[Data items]
"""

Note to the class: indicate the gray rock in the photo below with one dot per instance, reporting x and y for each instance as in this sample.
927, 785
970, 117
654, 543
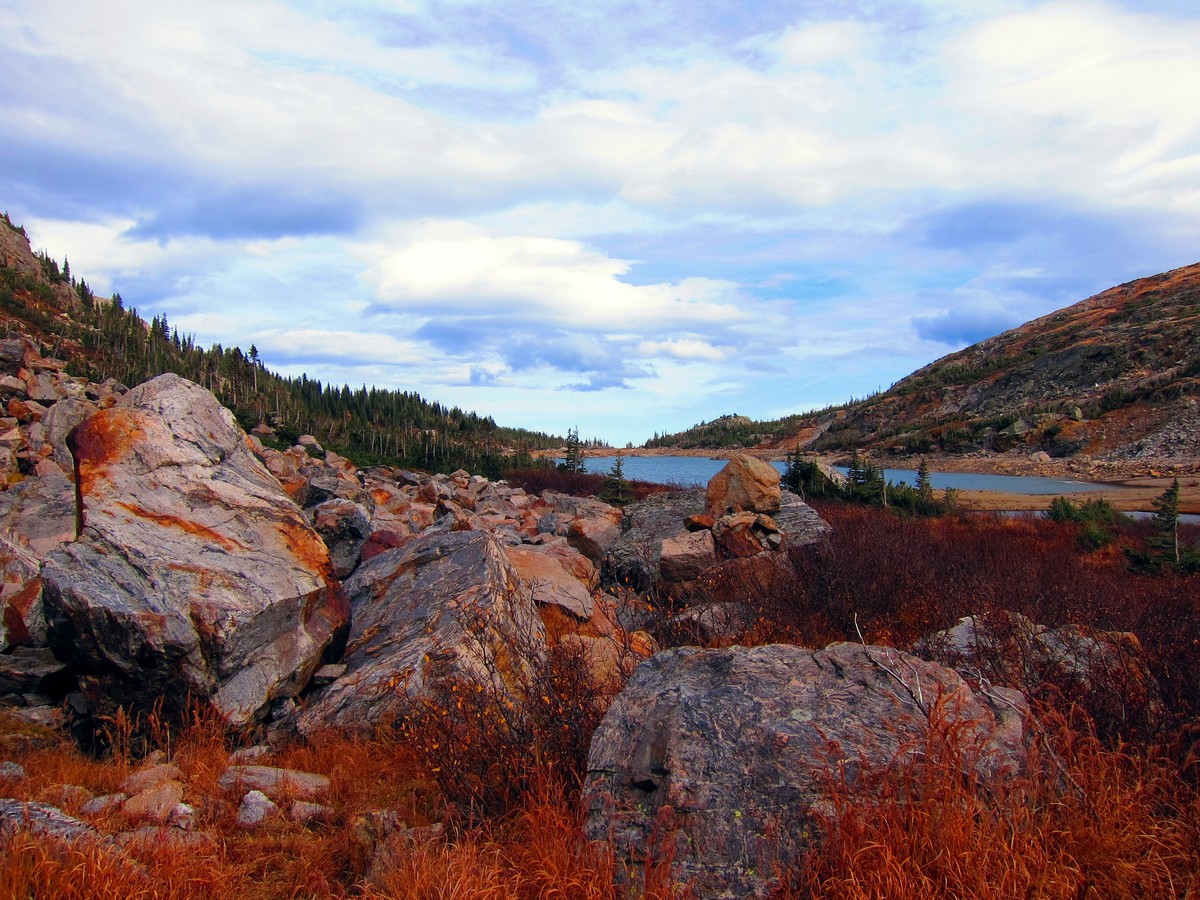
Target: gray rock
30, 670
40, 513
195, 575
304, 813
256, 808
745, 485
276, 783
1104, 672
549, 581
22, 613
739, 745
683, 557
634, 559
445, 603
58, 423
345, 526
41, 820
105, 803
799, 523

"""

- [WHAT YOU WILL DO]: Reproduce every row above word for word, leaving out the pictures.

- [RESPONSE BELOW]:
Note to the class: indicate the gray rock in the photo below with one dot per instance, reporting x and y for each instance as in this sample.
927, 785
970, 117
654, 543
Target: gray rock
30, 670
40, 513
195, 575
304, 813
256, 808
745, 485
276, 783
1104, 672
549, 581
22, 613
739, 745
683, 557
634, 559
445, 603
58, 423
345, 526
41, 820
105, 803
799, 523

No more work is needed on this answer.